▶ _Exercise_
The answer should match the entries below word for word, minus their pictures.

(Natural-language object grounding data)
________________
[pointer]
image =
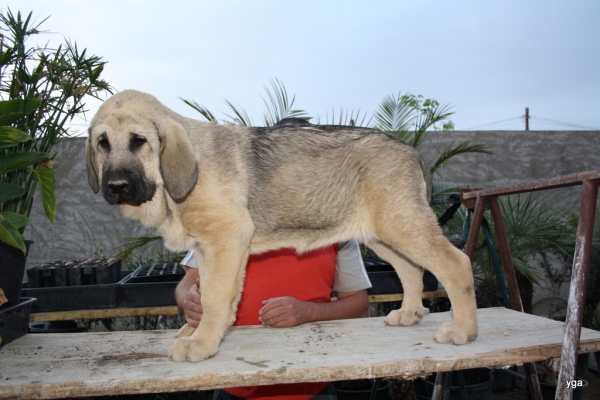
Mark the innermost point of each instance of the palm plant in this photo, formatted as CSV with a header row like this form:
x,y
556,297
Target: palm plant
x,y
536,227
408,117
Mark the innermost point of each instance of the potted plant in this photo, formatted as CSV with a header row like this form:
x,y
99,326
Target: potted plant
x,y
41,90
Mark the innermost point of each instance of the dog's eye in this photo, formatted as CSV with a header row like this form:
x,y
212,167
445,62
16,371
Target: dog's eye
x,y
103,143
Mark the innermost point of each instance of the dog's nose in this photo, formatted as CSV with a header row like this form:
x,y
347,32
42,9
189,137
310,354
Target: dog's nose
x,y
118,187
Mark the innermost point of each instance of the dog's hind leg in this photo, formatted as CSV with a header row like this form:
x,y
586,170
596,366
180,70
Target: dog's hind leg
x,y
411,276
416,234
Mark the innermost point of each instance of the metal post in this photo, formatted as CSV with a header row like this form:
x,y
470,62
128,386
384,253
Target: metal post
x,y
440,383
513,287
475,227
509,267
581,264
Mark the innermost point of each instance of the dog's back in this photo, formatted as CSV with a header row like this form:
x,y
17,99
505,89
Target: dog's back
x,y
321,181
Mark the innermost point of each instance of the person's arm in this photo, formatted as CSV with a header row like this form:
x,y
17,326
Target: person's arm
x,y
187,297
287,311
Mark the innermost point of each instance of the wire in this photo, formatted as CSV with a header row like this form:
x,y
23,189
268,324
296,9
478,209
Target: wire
x,y
560,123
503,122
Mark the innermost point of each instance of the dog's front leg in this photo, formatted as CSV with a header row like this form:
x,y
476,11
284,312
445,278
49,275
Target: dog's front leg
x,y
221,280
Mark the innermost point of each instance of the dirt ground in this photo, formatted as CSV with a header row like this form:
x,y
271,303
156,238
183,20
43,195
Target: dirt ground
x,y
403,390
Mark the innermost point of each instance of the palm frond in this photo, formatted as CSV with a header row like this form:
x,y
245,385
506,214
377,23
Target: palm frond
x,y
240,116
205,112
394,115
452,151
345,117
280,105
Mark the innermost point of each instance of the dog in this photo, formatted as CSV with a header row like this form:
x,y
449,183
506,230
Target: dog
x,y
228,191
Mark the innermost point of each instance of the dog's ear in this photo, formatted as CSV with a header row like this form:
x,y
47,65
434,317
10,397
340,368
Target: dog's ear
x,y
89,161
178,165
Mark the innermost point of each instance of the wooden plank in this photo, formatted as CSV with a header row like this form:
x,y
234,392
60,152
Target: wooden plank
x,y
117,312
128,362
382,298
124,312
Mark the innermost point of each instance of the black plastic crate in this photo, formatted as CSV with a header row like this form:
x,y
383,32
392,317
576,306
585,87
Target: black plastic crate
x,y
83,272
158,273
14,321
67,298
384,279
152,285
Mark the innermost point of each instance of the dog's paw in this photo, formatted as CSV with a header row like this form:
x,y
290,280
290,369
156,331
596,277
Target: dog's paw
x,y
406,317
454,333
186,349
185,331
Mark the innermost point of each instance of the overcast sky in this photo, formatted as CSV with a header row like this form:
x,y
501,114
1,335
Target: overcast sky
x,y
487,59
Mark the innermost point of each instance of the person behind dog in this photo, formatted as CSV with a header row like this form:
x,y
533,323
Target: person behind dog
x,y
283,289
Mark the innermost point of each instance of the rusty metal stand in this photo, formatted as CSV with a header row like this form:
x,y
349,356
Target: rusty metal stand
x,y
480,198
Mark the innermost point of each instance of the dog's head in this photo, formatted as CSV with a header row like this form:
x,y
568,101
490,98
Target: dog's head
x,y
135,148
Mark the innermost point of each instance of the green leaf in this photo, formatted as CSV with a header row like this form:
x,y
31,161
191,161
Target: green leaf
x,y
9,191
21,160
10,235
12,110
15,219
45,177
10,137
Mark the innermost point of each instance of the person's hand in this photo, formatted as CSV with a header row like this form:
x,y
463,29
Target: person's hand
x,y
192,307
283,312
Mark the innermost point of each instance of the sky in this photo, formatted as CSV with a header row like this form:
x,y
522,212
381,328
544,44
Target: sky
x,y
487,60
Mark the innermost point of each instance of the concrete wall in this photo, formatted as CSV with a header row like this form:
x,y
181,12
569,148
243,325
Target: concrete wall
x,y
85,221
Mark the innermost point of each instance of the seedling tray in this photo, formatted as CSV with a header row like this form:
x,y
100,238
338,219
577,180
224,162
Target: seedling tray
x,y
384,279
66,298
14,321
83,272
152,285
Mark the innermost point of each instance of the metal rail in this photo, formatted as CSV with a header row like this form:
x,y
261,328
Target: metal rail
x,y
478,198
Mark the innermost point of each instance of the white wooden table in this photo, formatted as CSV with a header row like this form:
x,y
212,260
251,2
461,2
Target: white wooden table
x,y
127,362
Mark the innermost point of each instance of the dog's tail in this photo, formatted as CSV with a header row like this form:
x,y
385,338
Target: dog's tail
x,y
428,180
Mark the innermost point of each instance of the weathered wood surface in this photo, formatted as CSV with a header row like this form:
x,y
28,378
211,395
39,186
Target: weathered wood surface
x,y
91,364
117,312
124,312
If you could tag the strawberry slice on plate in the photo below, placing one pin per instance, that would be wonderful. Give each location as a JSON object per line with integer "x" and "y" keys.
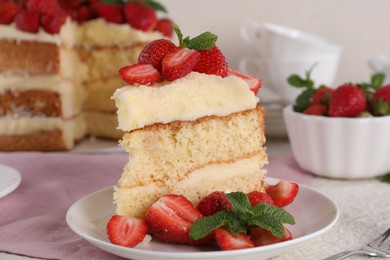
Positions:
{"x": 229, "y": 241}
{"x": 126, "y": 231}
{"x": 254, "y": 83}
{"x": 283, "y": 192}
{"x": 139, "y": 74}
{"x": 170, "y": 219}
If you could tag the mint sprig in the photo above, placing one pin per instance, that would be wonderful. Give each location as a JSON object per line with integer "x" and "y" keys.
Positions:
{"x": 243, "y": 216}
{"x": 204, "y": 41}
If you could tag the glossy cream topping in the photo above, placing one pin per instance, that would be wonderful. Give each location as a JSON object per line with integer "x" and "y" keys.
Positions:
{"x": 189, "y": 98}
{"x": 94, "y": 32}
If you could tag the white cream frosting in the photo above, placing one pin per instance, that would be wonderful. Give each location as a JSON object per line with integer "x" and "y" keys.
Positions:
________________
▶ _Exercise solution_
[pointer]
image =
Mark the innermost point of each instance of the palm plant in this photo, formatted as CSV with a header row like this form:
x,y
556,297
Target: palm plant
x,y
536,227
408,117
Mark the innermost point of each instance of the potted plant in this photo, formatted as CSV with a header row like this form:
x,y
99,326
Target: potted plant
x,y
41,90
Mark the innermost point of each instance of the dog's eye in this photo, formatted as CSV with a header row like this form:
x,y
212,167
445,62
16,371
Target: dog's eye
x,y
103,143
Mark the innermost point of each instance of the dog's nose in this photo, formatted as CSV with a header row like this form:
x,y
347,32
42,9
189,137
310,354
Target: dog's nose
x,y
118,187
Mark the innermost point of each instance of the dog's hind leg in this photo, formatted as CSV with a header row like this form:
x,y
586,170
596,366
180,70
Target: dog's hind leg
x,y
411,276
416,234
Mark the innermost point of each instance of the metal post in this photo, formatted as CSV with a header row like this form:
x,y
470,62
128,386
384,253
Target: metal post
x,y
440,383
513,287
475,227
509,267
581,264
Mark the innermost point of each instance of the dog's back in this photo, formatted as CSV with a header row like this form:
x,y
17,99
505,89
Target: dog's back
x,y
321,181
Mark the innermost point of each instance of the person's arm in this photo, formatted as CSV with a header row like this form:
x,y
17,326
Target: person's arm
x,y
187,297
287,311
Mark the innermost point of each instance of the wire in this photo, formatted as CSV with a header row like this form:
x,y
23,189
268,324
296,9
478,209
Target: wire
x,y
560,123
503,122
Mark the innermost point of each instance of the dog's front leg in this photo, formatted as CSV with a header row like this form:
x,y
476,11
284,312
445,278
49,275
Target: dog's front leg
x,y
221,280
Mark the innermost point of each instance of the dirt ground in this photo, formatted as CSV with a header row like this form:
x,y
271,303
156,238
183,20
43,195
Target: dirt ground
x,y
403,390
Mark the innermost point of each instance of the palm frond in this photo, formatted as CSV with a header row like this form:
x,y
245,385
506,214
377,23
Target: palm frond
x,y
240,116
205,112
394,115
452,151
345,117
280,105
Mark the innermost point of each instance of the dog in this photo, formatted as CSV with a header row like this form:
x,y
449,183
506,230
Target: dog
x,y
228,191
Mark the innermost point of each instance of the dog's ear in this photo, formatted as CSV with a header row like this form:
x,y
47,65
434,317
10,397
340,368
Target: dog's ear
x,y
89,161
178,165
Mark the innermost point of each instance of the wooden plank in this photo, formatted as CSV with a header row like this form:
x,y
234,392
60,152
Target: wooden plank
x,y
117,312
128,362
382,298
124,312
Mark the innermost point of each instance of the black plastic crate in this photo, formatted as CSV with a header row like this form:
x,y
383,32
392,317
576,306
585,87
Target: black plastic crate
x,y
83,272
158,273
14,321
67,298
384,279
152,285
Mark the innermost point of each instance of the dog's paw in this photo, formatted as CSV with a header row like this form:
x,y
290,280
290,369
156,331
596,277
Target: dog's paw
x,y
406,317
454,333
186,349
185,331
Mark the innermost point of each instance of the overcast sky in this photo, formatted as CSV with a header row like this form:
x,y
501,114
1,335
Target: overcast sky
x,y
487,59
Mark the innermost point of each instance of the person behind dog in this photo, formatted as CSV with a header row like this form:
x,y
533,323
Target: person behind dog
x,y
283,289
Mark the innermost point of each instance of the rusty metal stand in this photo, formatted as CSV with a header row like this form:
x,y
349,356
Target: rusty metal stand
x,y
480,198
Mark the innermost point of each instance of the dog's head in this photo, formatted as CSV with a header row like this form:
x,y
568,101
490,98
Target: dog's head
x,y
135,148
Mark the innermost point of each instance of the green leaf in this photo, formatted as CSV with a header row like this form:
x,y
31,161
191,161
Target: green leaf
x,y
9,191
21,160
10,235
12,110
15,219
45,177
10,137
Mark the innermost point of each instance of the person's hand in this photo, formatted as CSV with a header row like this form:
x,y
463,29
Target: person's hand
x,y
192,307
283,312
Mark the innermost point of each instance of the sky in this photo, formatted as CSV with a header row like this form:
x,y
522,212
381,328
544,44
Target: sky
x,y
487,60
Mark the innermost point of each instance of the concrete wall in this photo, formatted as CSV with a header row like this form:
x,y
181,12
569,148
243,325
Target: concrete wall
x,y
85,221
Mark the innermost point of each instance of the seedling tray in this photo, formatted as CSV with a header row like this form:
x,y
100,238
338,219
577,180
224,162
Target: seedling tray
x,y
384,279
66,298
14,321
83,272
152,285
Mark the innermost point of each instance of the metal rail in this photo, formatted as CSV with a header row like this form:
x,y
261,328
Target: metal rail
x,y
478,198
Mark the innermost point of each instance of the white wooden table in this photo, formatted as CSV with a header row like this form:
x,y
212,260
251,2
461,2
Target: white wooden table
x,y
127,362
Mark the innermost point of each instance of the dog's tail in this photo, formatted as CSV with a header row like this form:
x,y
385,338
Target: dog's tail
x,y
428,180
Mark the innermost point of each instance of the weathered wood surface in this photo, formatted as CSV with a header row like this form:
x,y
28,378
211,395
39,186
Target: weathered wood surface
x,y
91,364
117,312
124,312
If you could tag the strawberry slice on plate in the photo below, placing one pin per instance, that would be wonderful. Give each location as a JSON object per line with integer "x" and "y" keys.
Positions:
{"x": 229, "y": 241}
{"x": 126, "y": 231}
{"x": 254, "y": 83}
{"x": 283, "y": 192}
{"x": 139, "y": 74}
{"x": 170, "y": 219}
If you could tag the mint sprig in the photo above, placing one pin per instance, that would be wonderful. Give each location as a JSON object per line with integer "x" and "y" keys.
Positions:
{"x": 243, "y": 216}
{"x": 204, "y": 41}
If you could tag the glossy cream topping in the photo above, placing one pin per instance, that would be wonderful. Give each location as a JSON object per line with integer "x" and "y" keys.
Positions:
{"x": 189, "y": 98}
{"x": 94, "y": 32}
If you could tag the white cream frosting in the photo above, placing one pin per instance, that would be wonderful. Give each location as a JSON object per line with integer "x" and "y" keys.
Positions:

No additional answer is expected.